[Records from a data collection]
++++++

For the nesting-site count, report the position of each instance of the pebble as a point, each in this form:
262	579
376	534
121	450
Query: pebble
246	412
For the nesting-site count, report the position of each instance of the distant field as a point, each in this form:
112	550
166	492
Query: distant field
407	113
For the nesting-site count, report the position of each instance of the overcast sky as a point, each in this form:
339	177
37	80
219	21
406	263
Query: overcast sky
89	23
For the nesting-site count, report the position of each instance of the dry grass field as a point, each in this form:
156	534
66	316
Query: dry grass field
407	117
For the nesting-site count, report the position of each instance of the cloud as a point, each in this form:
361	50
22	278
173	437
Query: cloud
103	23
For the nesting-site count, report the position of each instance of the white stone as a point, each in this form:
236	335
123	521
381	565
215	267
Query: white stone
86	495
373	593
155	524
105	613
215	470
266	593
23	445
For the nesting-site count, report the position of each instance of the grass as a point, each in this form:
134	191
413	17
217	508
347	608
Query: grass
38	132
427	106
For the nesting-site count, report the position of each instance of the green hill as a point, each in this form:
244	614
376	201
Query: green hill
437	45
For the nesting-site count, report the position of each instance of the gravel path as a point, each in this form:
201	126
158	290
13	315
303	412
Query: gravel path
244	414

++++++

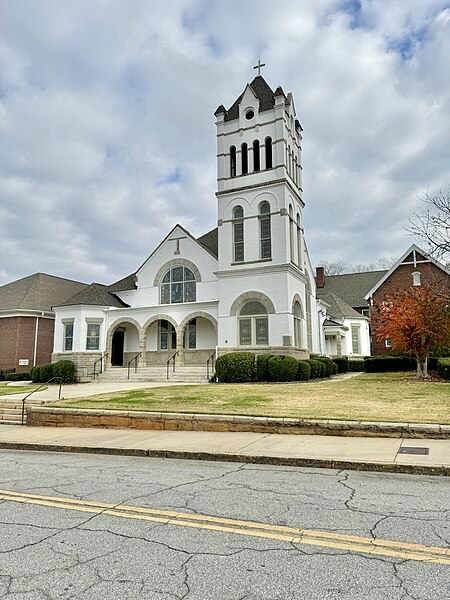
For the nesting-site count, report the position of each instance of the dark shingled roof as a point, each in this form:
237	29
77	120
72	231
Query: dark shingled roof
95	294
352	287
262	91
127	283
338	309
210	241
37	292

++++++

- _EXERCISE GOAL_:
Copy every line from the data that includes the string "count".

- _ANSWER BOX_:
For the nesting-site count, report the position of each instance of the pebble as a point, each in this form:
For the nesting-site count, report the position of each instance of the distant field as a point, each in this form:
For the nesting-site count, report the position of each instance of the overcast sky as a point, each in this form:
For the nesting-site count, report the position of each instance of the dry grass field as a point, each in this form:
For the nesting-site count, report the position of each instance of the cloud as a point, each in this form:
For the nesting-site count, report the position of each instance of the white stone as a point, each in this form:
For the nesting-site count, report the position of each instance of the grass as a point, each in this form:
For the nesting-site count, report the position of each instance of the green hill as a point, each in this form:
For the nesting-site count, report the position of each instance of the gravel path as a point, each in this form:
For the nesting-site count, report the position of each instance of the dark shingled roof as a point, each in this form:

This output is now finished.